Links for Discussions – Circle of Power Google +

Christo Meid 7 May 2017 
Loss of language and assimilation?
I know this didn’t come up in the game I played of Circles of Power at Dreamation, but this piece by Alex Roberts got me thinking about assimilation of cultures by another and how that might play out in Circles of Power. It could be slow, poignant and nostalgic, brutal and harsh, or something else altogether.

To play out the longer types of assimilation and the resistance to, I would expect time would have to fast forward, with scenes jumping…and perhaps power dynamics changing and new Circles appearing.

Kind of scary, but what a powerful tale it could be.

Jason Pitre 30 Nov 2017

An interesting article which is relevant to the themes of Circles of Power. It presents one of many messy, hard problems that the game hopes to explore.

Jason Pitre

This post from +Curt Thompson does an amazing job of communicating the heart of circles of power, in my eyes. It’s a game about people who are left on the margins of an oppressive society, but whom receive magic as a form of activism and restorative justice. It’s power for those who need it, not for those who have it in plenty.  Good stuff.

Originally shared by Curt Thompson – 36 commentsI was working on something this evening that made me consider my default assumptions about fantasy and urban fantasy in particular and thought it was interesting enough to share.

Required actions
• 1. Reproduce the stretch of the Circles of Power discussion posts from "Links for Discussions" through "something else altogether.".
• 2. Write the next part of the Circles of Power discussion posts, picking up right after their final sentence.

Data segment
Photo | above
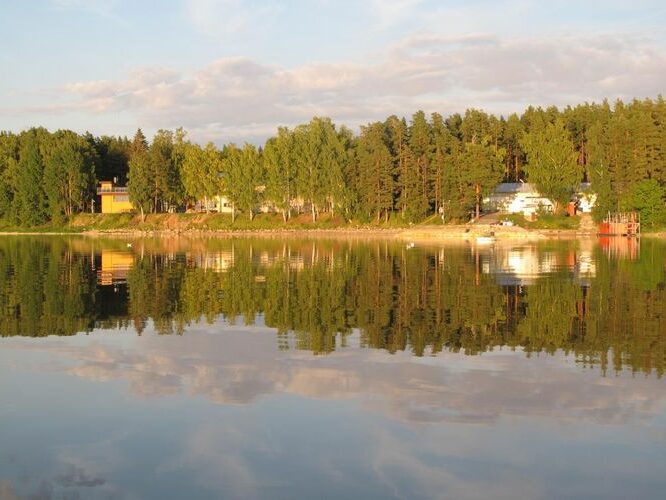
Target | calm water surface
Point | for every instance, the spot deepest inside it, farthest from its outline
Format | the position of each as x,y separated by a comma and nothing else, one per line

List of answers
• 1.
Links for Discussions – Circle of Power Google +

Christo Meid 7 May 2017 
Loss of language and assimilation?
I know this didn’t come up in the game I played of Circles of Power at Dreamation, but this piece by Alex Roberts got me thinking about assimilation of cultures by another and how that might play out in Circles of Power. It could be slow, poignant and nostalgic, brutal and harsh, or something else altogether.

• 2.
I realized that I have the subconscious association of magic and magical empowerment with the ‘other’ in society. With women and people of color, queer people, trans people, people with variant neurochemistry and such. Not just because I identify with the outsiders, but because (and put on your flame-retardant shorts, this is where I’d get trolled if my comments were still open), magic is not, as Warren Ellis once suggested, the ‘cheat codes of the universe’. Magic is more akin to socialist revolutions.

Things like the Hermetic type of magic in World of Darkness games and D&D’s rote magic have never set my imagination on fire. Mind you, I don’t think they are bad, exactly. They just never rang ‘true’ for me. They never had that sense of verisimilitude that never has anything to do with reality, but rather how real something feels.

And magic in the hands of the already enfranchised never feels ‘real’ to me. Why would a guy like Harry Dresden need to search for another source of power, for instance? He’s a white, straight, good-looking dude. He’s 99 percent of the way there. Or Harry Potter for that matter? Or Dr. Strange? Yes, they have challenges. But in the context of the greater society, their challenges are ones that almost tailor-made for resolution within the existing power structure.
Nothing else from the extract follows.